__WHAT THE TASK REQUIRES__. Exact copies of the records below are needed, free of pictures.

Saved data entries:

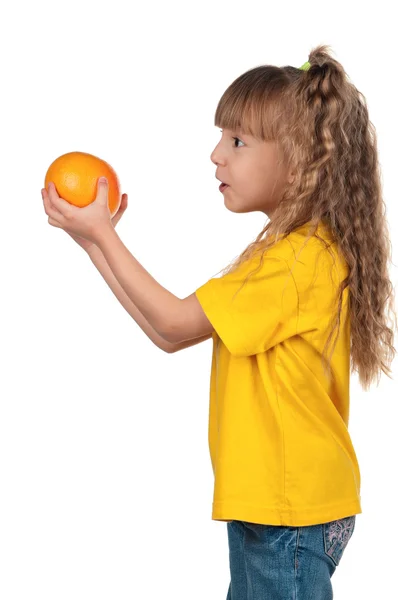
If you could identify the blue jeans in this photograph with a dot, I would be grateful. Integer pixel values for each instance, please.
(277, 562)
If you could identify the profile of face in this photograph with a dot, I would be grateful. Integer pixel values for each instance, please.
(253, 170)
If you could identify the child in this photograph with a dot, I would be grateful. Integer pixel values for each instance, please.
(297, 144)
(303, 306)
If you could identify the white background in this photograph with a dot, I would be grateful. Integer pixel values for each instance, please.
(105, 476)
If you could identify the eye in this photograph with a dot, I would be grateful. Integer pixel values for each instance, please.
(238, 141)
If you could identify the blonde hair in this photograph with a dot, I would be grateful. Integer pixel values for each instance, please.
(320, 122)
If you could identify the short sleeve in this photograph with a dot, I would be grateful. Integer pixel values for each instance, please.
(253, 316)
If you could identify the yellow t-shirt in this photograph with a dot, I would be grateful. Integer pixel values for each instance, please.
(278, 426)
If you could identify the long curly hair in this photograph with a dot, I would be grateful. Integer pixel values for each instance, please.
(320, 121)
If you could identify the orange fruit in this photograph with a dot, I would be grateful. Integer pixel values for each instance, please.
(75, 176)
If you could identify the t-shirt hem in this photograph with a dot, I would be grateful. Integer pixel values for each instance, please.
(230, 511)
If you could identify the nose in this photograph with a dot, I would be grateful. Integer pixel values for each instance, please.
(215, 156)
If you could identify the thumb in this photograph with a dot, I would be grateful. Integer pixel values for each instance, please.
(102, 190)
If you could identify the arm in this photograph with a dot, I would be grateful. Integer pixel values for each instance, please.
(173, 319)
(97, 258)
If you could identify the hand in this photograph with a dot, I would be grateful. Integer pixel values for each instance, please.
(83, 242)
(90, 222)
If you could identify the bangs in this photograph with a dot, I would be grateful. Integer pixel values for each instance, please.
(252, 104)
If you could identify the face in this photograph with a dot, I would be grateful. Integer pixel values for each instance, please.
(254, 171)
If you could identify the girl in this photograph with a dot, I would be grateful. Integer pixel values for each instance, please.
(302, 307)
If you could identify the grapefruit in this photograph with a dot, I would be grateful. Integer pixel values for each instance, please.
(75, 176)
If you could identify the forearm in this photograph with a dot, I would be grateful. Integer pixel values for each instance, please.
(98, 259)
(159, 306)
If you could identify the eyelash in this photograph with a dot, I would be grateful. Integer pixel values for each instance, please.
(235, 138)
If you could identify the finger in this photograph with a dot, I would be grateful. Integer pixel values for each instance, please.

__REPLY TO THE EXERCISE__.
If you could identify the blue jeans in this photograph with a dot, I would be grateful. Integer pixel values for each instance, please.
(277, 562)
If you could identify the profile of face in this photograph with a dot, I would be grateful. Integer pixel values for each instance, please.
(253, 170)
If you could identify the child in this photograph with a dot, I would be grateful. Integer pixel values for each instance, please.
(297, 144)
(303, 306)
If you could identify the white background in this photograph with a dot, I would be grateful. Integer pixel values for each instance, please.
(105, 476)
If you could identify the eye in this photograph with a dot, I would be grateful. Integer pixel values for each instance, please.
(238, 141)
If you could identify the blonde hair in this photograph with a dot, I would be grateful. Integer pixel values for each instance, please.
(320, 122)
If you could identify the short sleeve in this photograph with a dot, I would be grateful. Integer pixel values for each instance, please.
(253, 316)
If you could identify the yellow t-shirt in this photograph with a dot, I would be grateful. Integer pixel values for each instance, please.
(278, 426)
If you could identify the long curly hair in this photograph with a dot, I would be grateful. Integer pixel values for each instance, please.
(320, 121)
If you could identify the orange fruit in this photograph with a dot, I would be grateful. Integer pixel values for each instance, please.
(75, 176)
If you could identify the t-shirt hem in this photograph with a dot, I would be grateful. Integer pixel values for each instance, please.
(230, 511)
If you could identify the nose in this photograph with a dot, I would be grateful. Integer pixel values for each instance, please.
(215, 156)
If you could identify the thumb in this photograph with a dot, I would be grateful. Integer pixel values for each instance, please.
(102, 190)
If you could identify the arm in this photograph with a dot, I would be grateful. Integer pixel values for each instance, please.
(173, 319)
(97, 258)
If you could identify the hand in this photograph with a dot, I would be grateful. Integer pixel values for each instance, please.
(83, 242)
(90, 222)
If you could identify the bangs in this photograph with a dot, I would be grateful. Integer pixel values for each instance, please.
(252, 104)
If you could identify the face in this photograph with a dot, I would be grateful. Integer pixel values for each instance, please.
(254, 171)
If you could identify the girl in this photograph with a dot, I would be grateful. Integer pixel values for each instance, please.
(302, 307)
If you could identify the grapefruit in this photograph with a dot, I would be grateful. Integer pixel values for each instance, please.
(75, 176)
If you could identify the forearm in this photograph with a dot, I would be grateful. Integer pixel values for each instance, please.
(98, 259)
(159, 306)
If you could identify the eyelash in this photograph with a dot, I would be grateful. Integer pixel values for each instance, please.
(235, 138)
If you could identify the finger in this photograph with a dot, I would be grateful. Integer pixel values for each instance, please.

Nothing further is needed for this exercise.